Written request ▸
Rewrite the lines of the material from the one containing "Does the image above contain any bread" through the end of the material, inclusive, putting "wooden spoon" in place of "small metal spoon" and changing nothing else.

━━━━━━━━━━━━━━━━━━━━

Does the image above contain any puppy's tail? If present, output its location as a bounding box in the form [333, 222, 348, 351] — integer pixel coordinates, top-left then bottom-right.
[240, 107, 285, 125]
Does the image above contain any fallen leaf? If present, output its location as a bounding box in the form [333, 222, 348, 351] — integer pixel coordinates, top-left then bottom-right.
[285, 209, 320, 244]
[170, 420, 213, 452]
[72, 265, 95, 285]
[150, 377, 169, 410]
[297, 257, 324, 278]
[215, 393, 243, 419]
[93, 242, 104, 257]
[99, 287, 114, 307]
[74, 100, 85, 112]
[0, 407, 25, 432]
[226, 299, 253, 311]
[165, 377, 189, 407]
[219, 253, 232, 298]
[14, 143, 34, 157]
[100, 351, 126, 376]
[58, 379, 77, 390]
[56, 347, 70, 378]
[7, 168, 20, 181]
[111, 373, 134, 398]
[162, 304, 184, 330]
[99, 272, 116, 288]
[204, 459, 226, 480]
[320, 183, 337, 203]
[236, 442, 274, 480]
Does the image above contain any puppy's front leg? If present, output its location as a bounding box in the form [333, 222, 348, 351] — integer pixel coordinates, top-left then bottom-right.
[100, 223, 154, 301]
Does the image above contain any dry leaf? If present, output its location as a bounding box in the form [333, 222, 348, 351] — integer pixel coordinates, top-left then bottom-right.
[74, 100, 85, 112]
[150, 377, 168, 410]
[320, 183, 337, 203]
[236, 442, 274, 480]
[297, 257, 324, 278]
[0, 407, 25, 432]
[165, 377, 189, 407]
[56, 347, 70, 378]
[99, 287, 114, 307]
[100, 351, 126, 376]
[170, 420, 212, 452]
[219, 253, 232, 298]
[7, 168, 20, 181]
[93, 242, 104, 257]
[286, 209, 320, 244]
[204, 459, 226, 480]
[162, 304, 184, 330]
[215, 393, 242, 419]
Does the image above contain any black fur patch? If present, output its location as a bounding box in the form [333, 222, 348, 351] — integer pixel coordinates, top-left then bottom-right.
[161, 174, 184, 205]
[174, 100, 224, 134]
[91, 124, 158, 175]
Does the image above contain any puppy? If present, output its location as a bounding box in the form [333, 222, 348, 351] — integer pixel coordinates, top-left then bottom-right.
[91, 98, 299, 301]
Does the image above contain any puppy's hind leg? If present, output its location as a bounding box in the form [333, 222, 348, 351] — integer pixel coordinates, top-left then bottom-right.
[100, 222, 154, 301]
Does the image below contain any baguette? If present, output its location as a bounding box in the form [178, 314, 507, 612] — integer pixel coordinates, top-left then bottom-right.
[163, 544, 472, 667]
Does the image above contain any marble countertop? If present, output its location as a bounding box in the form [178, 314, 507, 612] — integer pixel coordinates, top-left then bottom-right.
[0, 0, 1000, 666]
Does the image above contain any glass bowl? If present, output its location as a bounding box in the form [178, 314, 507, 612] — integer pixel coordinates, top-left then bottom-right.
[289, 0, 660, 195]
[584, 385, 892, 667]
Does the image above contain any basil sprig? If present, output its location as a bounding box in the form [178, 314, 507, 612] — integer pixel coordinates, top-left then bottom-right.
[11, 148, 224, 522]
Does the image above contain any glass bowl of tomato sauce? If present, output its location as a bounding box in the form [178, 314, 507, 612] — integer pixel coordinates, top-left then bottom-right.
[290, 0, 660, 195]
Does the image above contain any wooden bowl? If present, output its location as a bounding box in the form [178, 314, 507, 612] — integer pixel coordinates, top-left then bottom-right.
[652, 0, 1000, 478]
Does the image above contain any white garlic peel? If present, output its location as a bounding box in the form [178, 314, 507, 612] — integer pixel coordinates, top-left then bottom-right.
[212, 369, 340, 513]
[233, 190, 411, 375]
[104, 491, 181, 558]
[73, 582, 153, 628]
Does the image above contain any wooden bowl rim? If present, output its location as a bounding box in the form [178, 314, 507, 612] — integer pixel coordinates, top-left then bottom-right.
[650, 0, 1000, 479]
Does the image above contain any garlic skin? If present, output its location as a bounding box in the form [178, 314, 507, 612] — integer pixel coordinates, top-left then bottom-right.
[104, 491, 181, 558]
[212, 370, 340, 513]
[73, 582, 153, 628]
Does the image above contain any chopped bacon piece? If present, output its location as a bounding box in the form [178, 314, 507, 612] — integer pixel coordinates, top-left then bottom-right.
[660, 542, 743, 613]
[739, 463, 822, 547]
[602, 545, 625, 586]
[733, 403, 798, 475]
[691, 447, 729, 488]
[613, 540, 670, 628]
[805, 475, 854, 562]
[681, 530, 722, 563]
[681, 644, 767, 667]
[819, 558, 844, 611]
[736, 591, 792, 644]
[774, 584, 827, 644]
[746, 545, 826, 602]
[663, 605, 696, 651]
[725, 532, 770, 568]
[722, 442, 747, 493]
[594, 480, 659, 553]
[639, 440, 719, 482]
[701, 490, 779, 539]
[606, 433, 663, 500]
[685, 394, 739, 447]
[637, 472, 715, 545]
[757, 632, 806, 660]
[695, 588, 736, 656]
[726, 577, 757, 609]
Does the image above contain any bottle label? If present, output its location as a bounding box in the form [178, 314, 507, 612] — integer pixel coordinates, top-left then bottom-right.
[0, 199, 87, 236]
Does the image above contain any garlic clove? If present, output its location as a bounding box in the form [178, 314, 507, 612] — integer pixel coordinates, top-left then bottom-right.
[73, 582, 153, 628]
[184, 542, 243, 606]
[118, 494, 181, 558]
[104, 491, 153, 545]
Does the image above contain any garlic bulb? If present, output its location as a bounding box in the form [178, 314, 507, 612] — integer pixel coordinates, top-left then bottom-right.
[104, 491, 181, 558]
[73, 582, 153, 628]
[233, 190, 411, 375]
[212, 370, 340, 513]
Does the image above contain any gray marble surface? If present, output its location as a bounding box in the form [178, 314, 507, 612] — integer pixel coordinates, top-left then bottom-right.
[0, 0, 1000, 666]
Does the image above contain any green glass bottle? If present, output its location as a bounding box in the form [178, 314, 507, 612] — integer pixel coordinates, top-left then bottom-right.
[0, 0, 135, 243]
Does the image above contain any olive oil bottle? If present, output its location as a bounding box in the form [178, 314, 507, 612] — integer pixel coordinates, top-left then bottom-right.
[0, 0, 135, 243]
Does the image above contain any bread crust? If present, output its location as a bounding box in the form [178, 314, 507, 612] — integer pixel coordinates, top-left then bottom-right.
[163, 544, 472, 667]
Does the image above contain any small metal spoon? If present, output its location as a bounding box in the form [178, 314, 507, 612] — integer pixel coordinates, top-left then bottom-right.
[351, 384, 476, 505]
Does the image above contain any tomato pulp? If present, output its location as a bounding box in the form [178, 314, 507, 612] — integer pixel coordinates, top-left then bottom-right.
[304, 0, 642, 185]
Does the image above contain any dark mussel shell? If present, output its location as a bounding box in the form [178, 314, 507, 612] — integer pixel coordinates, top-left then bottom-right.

━━━━━━━━━━━━━━━━━━━━

Written response ▸
Does the image above contain any bread crust? If present, output its location as a bounding box in the form [178, 314, 507, 612] — integer pixel coordinates, top-left then bottom-right.
[163, 544, 472, 667]
Does the image above contain any wooden spoon? If present, output its location as a bounding box in the form [178, 314, 507, 612] — integer pixel coordinates, top-left then bottom-right.
[351, 384, 476, 505]
Does the image above contain any tomato pulp? If present, output its location as a bounding box in the form [178, 314, 507, 612] — integer pixel coordinates, top-left then bottom-right.
[304, 0, 642, 185]
Does the image above contain any dark mussel shell? If present, output its location as a bounding box in the form [178, 314, 507, 612] — integer pixel coordinates, top-left then bottom-right.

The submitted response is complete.